- **Exercise instructions**
[A] Answer these questions about the fitness blog post, one per line:
(i) How much weight did the writer lose on weigh-in day?
(ii) Which days will the writer keep as double class days after November 1?
(iii) What size are the two dresses put on layby at Target?
[B] Write the next part of the fitness blog post, picking up after its final sentence.

Tuesday, October 19, 2010

Going good, with hick ups..LOL




Well here is my update, still marching along,
weight not really moving, but shaping is happening,
missed my class on Friday Sunday and Monday. But did double class today as was ment to.

Friday was because they dont run classes late at night that day and I was to slack to go to the earlier one, it was pump and I really dont like pump class so it was all me being bad.

Sunday was doing a market and could not make it at the times it was runing. But did not do anything else either again me being bad.

Monday was a crap day and very busy at work, so got home got into PJ and just veg out, again pump class day.

Weight in day was only a 600g loss, as was bad on saturday night out with friends, and eat more sugar than I should of and few drinks as well. was not good for me.

so still sitting at the 83.5 mark seem to bounce between the 85.5 and the 83 mark all the time at the moment. Up and down everyday.LOL but like I said shaping changing so happy with that and just keep going and smashing the classes, the new summer class list came out today and no extra combat or kimax on there , was not happy with that, they added spin and more pump :( in the mornings.

Well after 1st nov be doing morning classes more so that will make life after work a bit easier at the start of the week, except for my double class days of tues and thurs as I will still keep them.

I went to target on thursday and layby 2 new dress in size 12 so that I can have them as a goal to be in them before I collected them in the 8 weeks time when layby finishes. I am in a lot of size 12 already but these are a bit on the small 12 size.

Shape labeling records
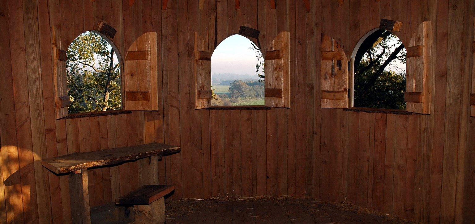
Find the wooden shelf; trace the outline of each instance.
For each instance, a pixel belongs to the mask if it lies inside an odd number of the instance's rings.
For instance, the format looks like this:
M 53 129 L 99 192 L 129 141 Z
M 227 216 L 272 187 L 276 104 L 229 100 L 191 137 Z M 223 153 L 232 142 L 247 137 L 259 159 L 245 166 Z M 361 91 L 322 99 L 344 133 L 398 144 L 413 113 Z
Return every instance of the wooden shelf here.
M 43 166 L 56 173 L 65 173 L 99 166 L 120 163 L 149 156 L 180 152 L 180 146 L 153 143 L 86 152 L 77 152 L 41 160 Z

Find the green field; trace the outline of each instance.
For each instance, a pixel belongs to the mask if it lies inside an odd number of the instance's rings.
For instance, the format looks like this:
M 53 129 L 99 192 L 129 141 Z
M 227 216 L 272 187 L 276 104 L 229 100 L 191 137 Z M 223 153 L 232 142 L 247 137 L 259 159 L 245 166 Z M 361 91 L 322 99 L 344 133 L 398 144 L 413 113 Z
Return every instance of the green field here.
M 228 90 L 229 90 L 229 86 L 226 85 L 213 85 L 213 89 L 215 89 L 214 93 L 217 94 L 221 93 L 229 93 Z
M 253 99 L 245 99 L 240 98 L 239 102 L 233 103 L 233 106 L 249 106 L 249 105 L 264 105 L 264 99 L 258 98 Z

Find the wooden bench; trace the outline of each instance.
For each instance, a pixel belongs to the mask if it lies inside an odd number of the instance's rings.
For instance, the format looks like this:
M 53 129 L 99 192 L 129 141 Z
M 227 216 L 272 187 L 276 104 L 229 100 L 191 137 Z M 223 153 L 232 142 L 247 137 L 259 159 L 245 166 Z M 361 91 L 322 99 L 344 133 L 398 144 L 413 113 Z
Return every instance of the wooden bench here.
M 165 223 L 164 196 L 173 185 L 143 185 L 115 199 L 117 205 L 133 205 L 135 224 Z
M 161 157 L 179 152 L 180 150 L 179 146 L 153 143 L 68 154 L 43 159 L 41 162 L 43 166 L 56 173 L 69 173 L 69 197 L 73 224 L 90 224 L 87 168 L 119 165 L 150 156 Z

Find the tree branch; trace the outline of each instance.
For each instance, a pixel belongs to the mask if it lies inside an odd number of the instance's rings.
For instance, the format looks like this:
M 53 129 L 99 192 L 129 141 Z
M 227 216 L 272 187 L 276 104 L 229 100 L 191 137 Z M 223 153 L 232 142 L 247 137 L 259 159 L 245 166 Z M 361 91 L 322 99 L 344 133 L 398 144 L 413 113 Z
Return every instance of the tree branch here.
M 399 45 L 398 48 L 396 48 L 396 49 L 394 50 L 394 51 L 392 52 L 392 53 L 391 53 L 391 55 L 390 55 L 389 57 L 386 59 L 386 61 L 384 62 L 384 63 L 383 63 L 383 64 L 380 66 L 380 68 L 378 70 L 378 72 L 374 73 L 374 74 L 373 75 L 373 76 L 371 77 L 371 79 L 370 79 L 370 81 L 366 83 L 366 84 L 365 84 L 364 86 L 363 87 L 364 89 L 367 89 L 368 87 L 374 84 L 374 83 L 376 82 L 378 78 L 383 73 L 383 72 L 384 72 L 384 70 L 386 69 L 386 66 L 387 66 L 389 64 L 391 61 L 392 61 L 392 60 L 398 58 L 398 54 L 399 54 L 399 52 L 404 48 L 404 45 L 401 44 L 401 45 Z

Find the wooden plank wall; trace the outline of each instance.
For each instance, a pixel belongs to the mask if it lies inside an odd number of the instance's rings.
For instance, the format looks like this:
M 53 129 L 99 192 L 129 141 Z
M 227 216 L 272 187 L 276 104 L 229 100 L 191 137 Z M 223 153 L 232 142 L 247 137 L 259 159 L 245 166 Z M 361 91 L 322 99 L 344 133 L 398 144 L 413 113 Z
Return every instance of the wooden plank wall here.
M 89 170 L 91 206 L 142 184 L 173 184 L 173 197 L 289 195 L 350 202 L 425 223 L 474 223 L 475 120 L 469 118 L 475 16 L 471 0 L 18 0 L 0 1 L 0 219 L 70 223 L 67 176 L 42 158 L 152 142 L 181 153 Z M 162 3 L 166 10 L 162 10 Z M 382 18 L 403 22 L 408 43 L 423 21 L 435 38 L 430 115 L 322 109 L 320 34 L 351 55 Z M 54 119 L 49 27 L 62 46 L 104 21 L 124 56 L 147 32 L 159 34 L 159 111 Z M 241 25 L 264 48 L 291 33 L 291 108 L 193 109 L 194 32 L 212 52 Z M 216 32 L 215 32 L 216 30 Z

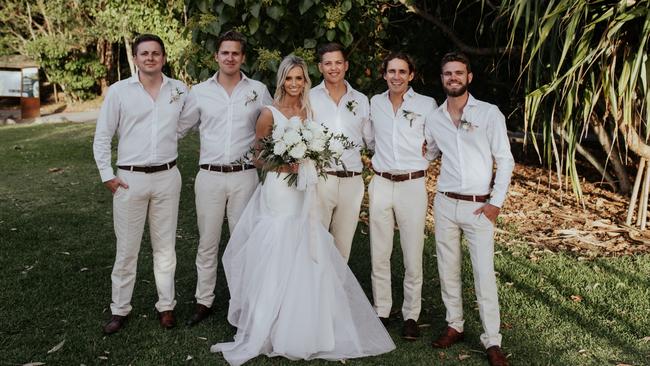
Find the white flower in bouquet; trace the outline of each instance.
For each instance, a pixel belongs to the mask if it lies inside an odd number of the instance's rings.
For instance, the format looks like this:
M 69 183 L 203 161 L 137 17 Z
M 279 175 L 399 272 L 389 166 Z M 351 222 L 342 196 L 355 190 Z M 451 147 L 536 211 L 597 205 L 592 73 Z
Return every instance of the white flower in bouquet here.
M 282 141 L 284 141 L 287 146 L 292 146 L 302 141 L 302 138 L 300 137 L 298 130 L 289 129 L 284 133 L 284 136 L 282 136 Z
M 300 129 L 300 127 L 302 127 L 302 122 L 300 120 L 300 117 L 293 116 L 293 117 L 289 118 L 289 127 L 294 129 L 294 130 Z
M 284 136 L 284 126 L 273 127 L 273 134 L 271 135 L 273 141 L 281 140 L 282 136 Z
M 300 131 L 300 133 L 302 134 L 302 139 L 305 142 L 310 142 L 310 141 L 312 141 L 314 139 L 314 134 L 311 131 L 309 131 L 308 129 L 302 129 Z
M 309 150 L 315 152 L 322 152 L 325 150 L 326 141 L 321 138 L 314 138 L 309 142 Z
M 331 139 L 330 140 L 330 150 L 337 156 L 341 156 L 343 154 L 343 150 L 345 150 L 345 146 L 343 146 L 343 142 L 339 139 Z
M 301 141 L 289 150 L 289 156 L 291 156 L 294 159 L 302 159 L 305 157 L 306 152 L 307 152 L 307 145 L 305 145 L 305 143 Z
M 282 155 L 287 151 L 287 145 L 282 141 L 279 140 L 273 145 L 273 153 L 275 155 Z

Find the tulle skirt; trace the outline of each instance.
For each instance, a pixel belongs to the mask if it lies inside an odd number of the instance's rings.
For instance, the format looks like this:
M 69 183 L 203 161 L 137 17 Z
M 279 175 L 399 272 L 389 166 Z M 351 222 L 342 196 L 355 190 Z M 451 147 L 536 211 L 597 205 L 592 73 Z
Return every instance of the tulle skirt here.
M 395 344 L 320 224 L 315 187 L 287 186 L 269 173 L 237 223 L 223 256 L 233 342 L 218 343 L 231 365 L 260 355 L 341 360 Z

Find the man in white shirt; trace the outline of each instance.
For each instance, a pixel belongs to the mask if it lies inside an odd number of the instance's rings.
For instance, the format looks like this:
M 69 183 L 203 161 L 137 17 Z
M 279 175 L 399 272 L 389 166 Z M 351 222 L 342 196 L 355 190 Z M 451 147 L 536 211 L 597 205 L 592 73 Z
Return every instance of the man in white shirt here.
M 255 166 L 245 160 L 255 142 L 255 122 L 262 106 L 273 102 L 264 84 L 241 72 L 246 59 L 242 34 L 222 34 L 214 57 L 219 71 L 192 87 L 188 97 L 191 117 L 179 125 L 183 136 L 198 123 L 201 137 L 200 170 L 194 186 L 200 236 L 196 307 L 188 325 L 211 313 L 224 214 L 232 233 L 258 183 Z
M 422 156 L 424 120 L 433 113 L 436 102 L 409 87 L 415 68 L 407 55 L 389 55 L 382 73 L 388 90 L 370 100 L 375 145 L 375 176 L 368 186 L 372 294 L 377 315 L 387 324 L 393 303 L 390 257 L 397 220 L 405 269 L 403 337 L 414 340 L 419 337 L 427 210 L 425 176 L 429 162 Z
M 345 80 L 348 61 L 343 47 L 328 43 L 318 49 L 318 69 L 323 82 L 311 89 L 309 99 L 314 120 L 335 134 L 343 134 L 356 148 L 345 150 L 341 163 L 318 182 L 323 225 L 330 230 L 341 256 L 350 257 L 352 239 L 359 222 L 363 199 L 361 147 L 371 139 L 368 98 Z
M 438 272 L 448 327 L 432 345 L 446 348 L 464 337 L 462 232 L 469 247 L 483 323 L 481 342 L 490 365 L 507 365 L 501 350 L 493 239 L 514 168 L 505 117 L 497 106 L 468 93 L 473 75 L 465 55 L 446 54 L 441 69 L 447 100 L 427 117 L 426 135 L 427 158 L 442 153 L 434 211 Z
M 162 73 L 162 40 L 151 34 L 133 42 L 136 75 L 112 85 L 97 119 L 93 151 L 102 182 L 113 193 L 117 238 L 111 275 L 111 320 L 106 334 L 119 331 L 131 311 L 138 252 L 147 217 L 153 248 L 160 324 L 175 325 L 174 272 L 181 176 L 176 168 L 176 129 L 183 118 L 187 87 Z M 117 176 L 111 140 L 117 133 Z

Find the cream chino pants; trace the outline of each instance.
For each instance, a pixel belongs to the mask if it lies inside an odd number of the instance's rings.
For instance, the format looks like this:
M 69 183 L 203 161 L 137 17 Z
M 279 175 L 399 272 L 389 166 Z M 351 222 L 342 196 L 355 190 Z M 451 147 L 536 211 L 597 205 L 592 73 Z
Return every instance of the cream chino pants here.
M 145 220 L 149 219 L 153 274 L 158 291 L 156 309 L 173 310 L 176 271 L 176 225 L 181 194 L 181 174 L 176 167 L 146 174 L 118 169 L 117 176 L 129 185 L 113 195 L 113 225 L 117 238 L 111 274 L 113 315 L 131 312 L 138 252 Z
M 390 257 L 395 220 L 404 258 L 404 320 L 420 317 L 422 308 L 422 250 L 427 211 L 426 178 L 392 182 L 375 175 L 368 186 L 372 295 L 377 315 L 387 318 L 393 305 Z
M 450 327 L 463 332 L 463 298 L 461 279 L 461 232 L 467 239 L 474 289 L 484 333 L 481 343 L 485 348 L 501 346 L 499 298 L 494 274 L 494 225 L 485 215 L 474 211 L 485 205 L 481 202 L 461 201 L 436 194 L 436 253 L 442 301 L 447 309 Z
M 217 283 L 219 242 L 224 216 L 232 233 L 248 200 L 255 192 L 255 169 L 221 173 L 199 170 L 194 184 L 199 247 L 196 253 L 196 302 L 211 307 Z
M 363 200 L 363 178 L 360 175 L 339 178 L 328 175 L 318 181 L 321 220 L 336 243 L 336 248 L 347 263 L 352 249 L 354 232 L 359 223 Z

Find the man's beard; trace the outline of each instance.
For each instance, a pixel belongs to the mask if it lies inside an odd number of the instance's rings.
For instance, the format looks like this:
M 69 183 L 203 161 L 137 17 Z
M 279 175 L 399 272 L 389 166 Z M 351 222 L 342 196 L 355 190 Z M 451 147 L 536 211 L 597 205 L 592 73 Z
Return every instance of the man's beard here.
M 445 91 L 445 94 L 447 94 L 448 97 L 460 97 L 461 95 L 465 94 L 467 91 L 467 84 L 463 84 L 460 88 L 452 90 L 448 89 L 446 86 L 442 86 L 442 89 Z

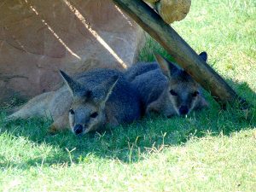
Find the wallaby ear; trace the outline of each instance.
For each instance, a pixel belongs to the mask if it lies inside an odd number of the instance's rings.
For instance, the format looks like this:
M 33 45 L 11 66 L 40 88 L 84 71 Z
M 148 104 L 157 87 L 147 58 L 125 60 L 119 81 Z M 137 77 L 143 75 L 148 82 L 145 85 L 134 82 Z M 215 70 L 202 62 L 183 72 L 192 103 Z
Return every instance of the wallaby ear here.
M 154 53 L 154 55 L 163 73 L 168 79 L 171 79 L 172 73 L 177 70 L 177 67 L 172 62 L 168 61 L 166 58 L 162 57 L 160 55 Z
M 69 77 L 66 73 L 60 70 L 60 73 L 61 77 L 63 78 L 64 82 L 69 88 L 71 93 L 73 96 L 76 95 L 77 93 L 80 92 L 82 90 L 82 84 L 80 84 L 79 82 L 73 79 L 71 77 Z
M 119 76 L 114 75 L 104 81 L 93 90 L 93 99 L 95 102 L 99 102 L 102 107 L 105 105 L 108 100 L 113 89 L 119 80 Z
M 195 110 L 201 110 L 205 108 L 209 108 L 209 103 L 207 102 L 207 100 L 202 96 L 200 96 L 199 99 L 200 100 L 199 100 L 198 103 L 196 104 L 196 106 L 195 106 Z
M 199 56 L 200 56 L 201 58 L 202 58 L 203 61 L 207 61 L 208 55 L 207 55 L 207 53 L 206 51 L 203 51 L 203 52 L 201 52 L 201 54 L 199 54 Z

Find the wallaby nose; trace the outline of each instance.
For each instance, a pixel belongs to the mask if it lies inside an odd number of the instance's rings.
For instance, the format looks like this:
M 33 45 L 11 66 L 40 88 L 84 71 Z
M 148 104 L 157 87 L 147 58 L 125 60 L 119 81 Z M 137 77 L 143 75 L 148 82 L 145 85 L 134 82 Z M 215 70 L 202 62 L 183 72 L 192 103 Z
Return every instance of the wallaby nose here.
M 73 131 L 74 131 L 76 135 L 79 135 L 79 134 L 82 133 L 83 132 L 82 125 L 80 125 L 80 124 L 76 125 L 75 127 L 73 128 Z
M 185 115 L 189 113 L 189 108 L 187 106 L 183 105 L 179 108 L 178 112 L 181 115 Z

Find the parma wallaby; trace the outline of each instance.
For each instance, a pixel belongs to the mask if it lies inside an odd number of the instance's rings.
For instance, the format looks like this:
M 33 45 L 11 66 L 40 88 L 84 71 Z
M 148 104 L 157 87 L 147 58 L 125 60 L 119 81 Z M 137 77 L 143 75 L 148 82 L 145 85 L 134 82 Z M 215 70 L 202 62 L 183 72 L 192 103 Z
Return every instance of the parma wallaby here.
M 146 114 L 185 115 L 208 105 L 200 85 L 184 70 L 160 55 L 154 56 L 157 62 L 137 63 L 125 73 L 140 95 Z M 200 56 L 207 59 L 206 52 Z
M 139 96 L 122 73 L 96 69 L 76 78 L 62 71 L 61 75 L 66 85 L 34 97 L 9 119 L 50 116 L 54 120 L 50 131 L 69 125 L 79 135 L 140 117 Z

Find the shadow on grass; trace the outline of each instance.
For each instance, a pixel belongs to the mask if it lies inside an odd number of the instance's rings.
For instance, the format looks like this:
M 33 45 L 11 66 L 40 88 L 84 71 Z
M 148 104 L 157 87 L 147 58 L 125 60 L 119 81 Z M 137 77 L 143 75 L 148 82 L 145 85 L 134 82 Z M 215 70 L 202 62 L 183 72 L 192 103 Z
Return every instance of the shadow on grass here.
M 105 131 L 83 137 L 76 137 L 70 131 L 50 136 L 47 134 L 47 128 L 51 122 L 44 119 L 20 119 L 6 123 L 3 113 L 0 118 L 0 131 L 11 138 L 23 137 L 38 146 L 46 144 L 58 151 L 45 157 L 44 165 L 68 164 L 71 159 L 74 163 L 79 163 L 86 160 L 90 154 L 100 159 L 116 159 L 125 163 L 137 162 L 151 152 L 161 150 L 163 146 L 183 145 L 194 137 L 218 136 L 220 133 L 230 135 L 255 126 L 255 93 L 245 83 L 229 83 L 252 104 L 251 114 L 247 119 L 244 113 L 237 108 L 220 110 L 213 99 L 207 95 L 211 108 L 192 113 L 187 118 L 144 118 L 129 125 L 108 128 Z M 32 158 L 17 164 L 2 160 L 1 166 L 26 168 L 38 166 L 42 160 L 42 157 Z

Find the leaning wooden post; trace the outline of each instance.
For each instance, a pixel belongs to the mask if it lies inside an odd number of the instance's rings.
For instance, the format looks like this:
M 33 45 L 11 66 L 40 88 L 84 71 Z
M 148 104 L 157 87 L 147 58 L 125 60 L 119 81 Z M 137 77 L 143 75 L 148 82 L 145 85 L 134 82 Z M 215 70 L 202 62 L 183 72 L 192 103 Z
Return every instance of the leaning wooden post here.
M 151 37 L 158 41 L 177 62 L 221 104 L 233 104 L 235 90 L 195 50 L 142 0 L 113 0 Z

- **The replies**
[A]
(i) 600g
(ii) Tuesdays and Thursdays
(iii) Size 12

[B]
Anyway thats my update for now.

Goal this week is to try and stop or at least cut down at lot on my snacking, they are healty low fat snacks but to many of them, after work and later at night.

Will keep working on that one and let you know how I go over next week oh and make sure do all my class workout plans.

Keep smiling and live you dreams what ever they are.

oh almost forgot new photos taken last weekend after new hair do.

Friday, October 15, 2010

I did not give up.

Yesterday was a test day for me, I got up and got on the scales as I do every morning, and I was 85.3kg, I was like what the hell, I have been eating so clean and working my ass off all week, so I had the whats the point voices start in my head, but I stopped them, (yaay me) I looked at my body, my arms where more toned my legs and tummy looked better, ok brain this is what you got to think about, not the scales, do I stop and give up only to regret it in a few days and feel sorry for myself, or do I look at the positives and think about how I feel at the moment (apart from the hurting muscles). So I got dressed and went off the boxing. I WON THAT MIND FIGHT...!!!!

I then went out for the day with my daughter, and had a great day with a nice lunch, and then all I wanted was sweet stuff, again the Neg voices started, and again I had the self talk that I had in the morning again. I did have 3 small squares of choc in the afternoon to fix that craving before I just eat really bad I think it was hormonal craving, but I only had the 3 was controlled and I knew what I was doing, I wanted to eat more but, thought nope. Not this time I am going to get pass this sticking point and get under the 80kg mark.

So after craving the choc cake I seen at the shop I went home and got changed to go for my 2nd workout for the day, before I could give in to the voices in my head, of just relax, it will not hurt. But yes it will hurt if I do not stick to my plan, I will crumble again, and next time I want to slack of or eat bad it will be easier cause I have already done it once. So I stayed focused and went and to combat and punched away..LOL left stuffed but feeling very good, and when I got home I did not want to eat bad as I had worked so hard, was very pleased with myself.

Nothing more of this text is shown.